SUPPLIED RECORDS:
- - - -

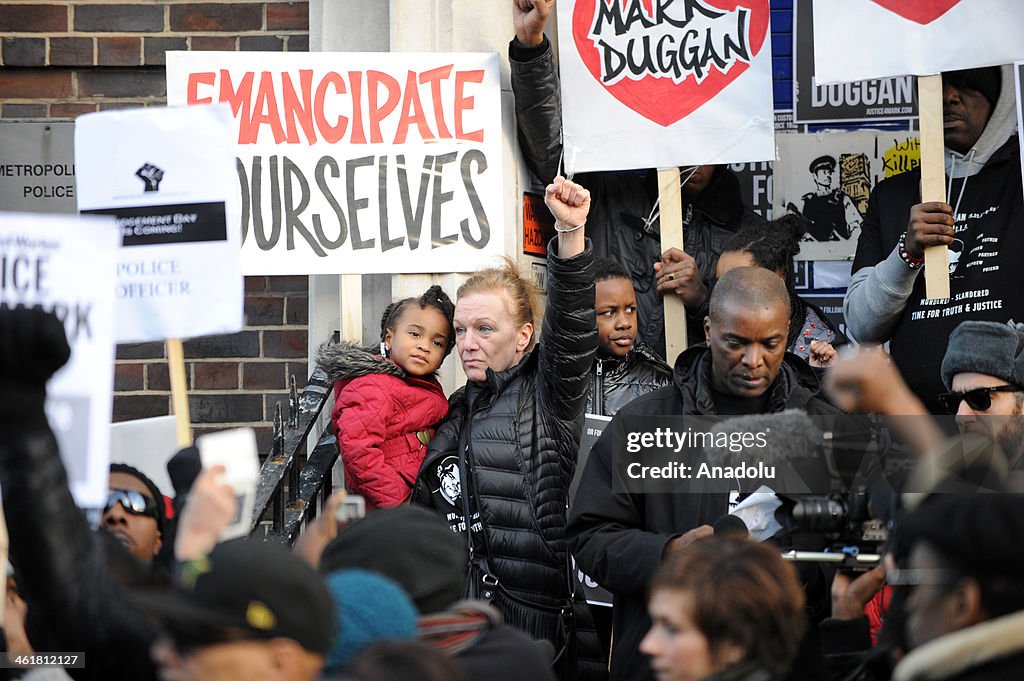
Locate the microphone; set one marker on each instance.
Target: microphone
(730, 525)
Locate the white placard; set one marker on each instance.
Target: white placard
(168, 176)
(236, 451)
(66, 264)
(358, 163)
(146, 444)
(861, 39)
(666, 83)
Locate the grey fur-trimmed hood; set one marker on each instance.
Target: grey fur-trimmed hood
(347, 360)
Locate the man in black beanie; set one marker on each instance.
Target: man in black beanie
(886, 298)
(983, 371)
(964, 572)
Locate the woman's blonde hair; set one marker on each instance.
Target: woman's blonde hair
(522, 295)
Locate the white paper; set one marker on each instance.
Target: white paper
(329, 187)
(168, 174)
(659, 118)
(236, 451)
(66, 264)
(861, 39)
(146, 444)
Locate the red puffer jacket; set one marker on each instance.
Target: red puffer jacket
(383, 419)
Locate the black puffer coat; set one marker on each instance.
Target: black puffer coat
(614, 383)
(623, 201)
(519, 444)
(619, 538)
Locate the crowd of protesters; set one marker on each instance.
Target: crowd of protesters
(465, 564)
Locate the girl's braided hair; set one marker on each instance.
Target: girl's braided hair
(433, 297)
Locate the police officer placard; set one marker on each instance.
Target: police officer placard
(167, 175)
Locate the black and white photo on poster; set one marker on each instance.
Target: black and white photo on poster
(826, 178)
(869, 100)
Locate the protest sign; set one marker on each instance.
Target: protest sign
(67, 264)
(167, 176)
(146, 444)
(358, 163)
(236, 451)
(662, 84)
(878, 99)
(912, 38)
(827, 178)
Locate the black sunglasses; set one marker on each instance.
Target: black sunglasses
(134, 502)
(979, 399)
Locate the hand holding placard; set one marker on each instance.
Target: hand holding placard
(529, 16)
(236, 452)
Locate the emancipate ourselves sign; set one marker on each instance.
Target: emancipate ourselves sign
(358, 163)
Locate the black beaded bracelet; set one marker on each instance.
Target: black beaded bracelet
(911, 262)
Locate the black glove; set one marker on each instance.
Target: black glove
(33, 347)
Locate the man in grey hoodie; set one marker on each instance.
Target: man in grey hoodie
(985, 224)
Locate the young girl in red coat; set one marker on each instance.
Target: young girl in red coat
(387, 405)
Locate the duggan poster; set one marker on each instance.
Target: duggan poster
(877, 99)
(358, 163)
(861, 39)
(662, 84)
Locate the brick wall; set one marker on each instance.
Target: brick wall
(62, 58)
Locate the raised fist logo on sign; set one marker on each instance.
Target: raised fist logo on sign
(152, 175)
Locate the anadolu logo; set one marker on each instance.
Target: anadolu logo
(666, 58)
(151, 175)
(922, 11)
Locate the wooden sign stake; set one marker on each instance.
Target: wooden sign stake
(179, 390)
(671, 204)
(933, 178)
(351, 307)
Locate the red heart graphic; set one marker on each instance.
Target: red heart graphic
(660, 99)
(922, 11)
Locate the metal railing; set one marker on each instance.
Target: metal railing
(292, 485)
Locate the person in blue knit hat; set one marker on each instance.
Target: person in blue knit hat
(368, 607)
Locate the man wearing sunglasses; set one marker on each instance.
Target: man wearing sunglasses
(983, 371)
(886, 298)
(134, 512)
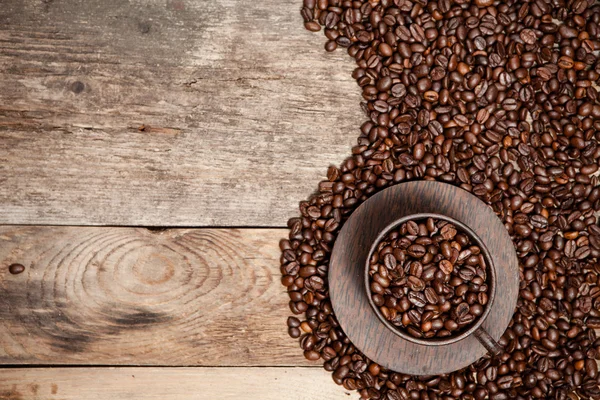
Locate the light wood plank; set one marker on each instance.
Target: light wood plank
(167, 112)
(169, 384)
(124, 296)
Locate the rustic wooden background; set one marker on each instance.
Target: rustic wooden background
(208, 119)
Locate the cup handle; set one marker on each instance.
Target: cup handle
(488, 342)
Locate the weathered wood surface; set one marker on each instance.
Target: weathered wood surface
(169, 384)
(166, 112)
(131, 296)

- - - -

TO DO:
Take the entries shown above and quote them verbatim, passing over the pictures.

RESULT OF THIS EXERCISE:
Locate the microphone; set one marker on each instance.
Target: microphone
(730, 525)
Locate the white placard; set one marker on each instance.
Target: white placard
(168, 176)
(236, 451)
(66, 264)
(358, 163)
(146, 444)
(861, 39)
(666, 83)
Locate the grey fur-trimmed hood; set one marker on each instance.
Target: grey fur-trimmed hood
(347, 360)
Locate the man in black beanie; set one marker on each instance.
Target: man in black beanie
(886, 298)
(983, 371)
(964, 572)
Locate the woman's blonde hair; set one marker on each instance.
Target: woman's blonde hair
(522, 295)
Locate the white paper; set one marker on each instance.
Target: white paper
(329, 187)
(168, 174)
(659, 118)
(236, 451)
(66, 264)
(861, 39)
(146, 444)
Locate the red puffer jacket; set one marker on each instance.
Target: red puffer jacket
(383, 419)
Locate the black puffer coat; set one marker on each instance.
Target: black puffer coat
(614, 383)
(623, 201)
(519, 444)
(619, 538)
Locate the crowd of protesters; set one marker on each instance.
Target: crowd of protesters
(465, 564)
Locate the girl's braided hair; set one marker on each instance.
Target: girl's braided hair
(433, 297)
Locate the police officer placard; set one marker on each instance.
Target: police officer placard
(167, 175)
Locate the black and white photo on poster; set one marker on each instance.
Target: black and white photo on poster
(826, 178)
(869, 100)
Locate the protest sign; set one marker on each instance.
Target: protest sign
(67, 264)
(167, 176)
(146, 444)
(358, 163)
(236, 451)
(662, 84)
(878, 99)
(912, 38)
(827, 178)
Locate the black sunglasses; set one marker on each instance.
Target: black sunglasses
(134, 502)
(979, 399)
Locate the hand holding placard; set one marker on each instance.
Target: hand holding placard
(529, 16)
(236, 452)
Locate the emancipate ourselves sign; set one marker on each instance.
Target: emancipate ourselves sign
(358, 163)
Locate the black beaded bracelet; set one marker on each instance.
Target: black beaded bracelet
(911, 262)
Locate the black glove; set one marker on each instance.
Target: black glove
(33, 347)
Locate the man in grey hoodie; set one marker on each instance.
Target: man in grey hoodie
(985, 224)
Locate the young girl in red coat; set one marker on each instance.
Target: young girl in red coat
(387, 405)
Locate the duggan poster; set one marker on each instance.
Target: duggan poster
(877, 99)
(358, 163)
(861, 39)
(662, 84)
Locate the brick wall; set one marker on each instance.
Target: brick wall
(62, 58)
Locate the raised fist logo on sign; set one marker on each instance.
Target: raised fist logo on sign
(152, 175)
Locate the anadolu logo; set one marker on each instance.
Target: anadolu logo
(666, 58)
(151, 175)
(922, 11)
Locate the wooden sign stake; set one marker on each instance.
Target: wooden sign stake
(179, 390)
(671, 204)
(933, 178)
(351, 307)
Locate the red heart graphic; set one marker on each instance.
Target: red heart graphic
(660, 99)
(922, 11)
Locate the metal railing; set one marker on each instance.
Target: metal railing
(292, 485)
Locate the person in blue knit hat; set one marker on each instance.
Target: person in blue knit hat
(368, 607)
Locate the man wearing sunglasses; set one marker on each instance.
Target: man wearing sunglasses
(983, 371)
(886, 298)
(134, 512)
Locate the light wood plank; set one marker on each instance.
Target: light wood plank
(167, 112)
(169, 384)
(124, 296)
Locate the rustic wooden background; set one marker on each instance.
Target: rustic wooden background
(208, 119)
Locate the cup handle; set one marker on each instance.
Target: cup handle
(488, 342)
Locate the weathered wood surface; set one marker on each instance.
Target: weathered wood surface
(169, 384)
(166, 112)
(131, 296)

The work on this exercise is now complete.